▶ **TASK DESCRIPTION**: Please show each line of the listing where "grille" is present.

▶ **DATA UNDER STUDY**:
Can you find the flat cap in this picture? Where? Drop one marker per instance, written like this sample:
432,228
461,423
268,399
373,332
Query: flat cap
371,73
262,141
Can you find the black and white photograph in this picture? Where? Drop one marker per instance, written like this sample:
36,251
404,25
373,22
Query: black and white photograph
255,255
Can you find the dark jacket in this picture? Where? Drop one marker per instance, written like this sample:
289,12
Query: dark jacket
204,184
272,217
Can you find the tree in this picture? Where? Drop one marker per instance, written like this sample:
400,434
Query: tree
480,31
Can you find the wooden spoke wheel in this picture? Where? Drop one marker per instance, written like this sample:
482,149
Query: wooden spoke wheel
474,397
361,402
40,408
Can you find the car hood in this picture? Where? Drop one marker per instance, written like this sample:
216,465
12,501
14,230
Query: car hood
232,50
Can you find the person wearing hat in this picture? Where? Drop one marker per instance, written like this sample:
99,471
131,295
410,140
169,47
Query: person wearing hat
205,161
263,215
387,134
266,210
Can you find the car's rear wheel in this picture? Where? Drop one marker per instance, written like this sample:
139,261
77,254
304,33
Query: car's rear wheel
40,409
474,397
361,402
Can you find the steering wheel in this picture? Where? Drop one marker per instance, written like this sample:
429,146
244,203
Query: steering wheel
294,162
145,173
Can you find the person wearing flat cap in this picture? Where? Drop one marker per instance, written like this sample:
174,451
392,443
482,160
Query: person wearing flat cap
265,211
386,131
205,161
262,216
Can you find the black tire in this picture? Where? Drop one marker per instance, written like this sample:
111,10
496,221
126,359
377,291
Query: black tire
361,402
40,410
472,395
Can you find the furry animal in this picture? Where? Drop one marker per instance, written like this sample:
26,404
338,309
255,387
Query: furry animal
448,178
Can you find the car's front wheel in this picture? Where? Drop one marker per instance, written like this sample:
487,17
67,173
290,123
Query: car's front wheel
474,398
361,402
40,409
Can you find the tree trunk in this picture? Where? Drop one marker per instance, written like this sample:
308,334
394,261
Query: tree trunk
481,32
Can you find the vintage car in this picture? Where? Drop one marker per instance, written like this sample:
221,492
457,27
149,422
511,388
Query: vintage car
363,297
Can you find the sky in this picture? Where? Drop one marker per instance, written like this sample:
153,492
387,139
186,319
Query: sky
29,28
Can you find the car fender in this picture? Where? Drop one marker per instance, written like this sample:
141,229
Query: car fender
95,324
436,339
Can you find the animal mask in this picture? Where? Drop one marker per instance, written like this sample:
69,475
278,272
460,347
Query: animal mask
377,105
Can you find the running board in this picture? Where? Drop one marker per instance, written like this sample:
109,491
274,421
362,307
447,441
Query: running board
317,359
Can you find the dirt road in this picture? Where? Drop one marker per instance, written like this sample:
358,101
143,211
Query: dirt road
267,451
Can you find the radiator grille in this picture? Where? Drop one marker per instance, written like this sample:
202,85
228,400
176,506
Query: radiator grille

▶ **REPLY TO THE TASK**:
Can you find the radiator grille in this picture? Where? Drop one marker per instance, written like this sample:
Query: radiator grille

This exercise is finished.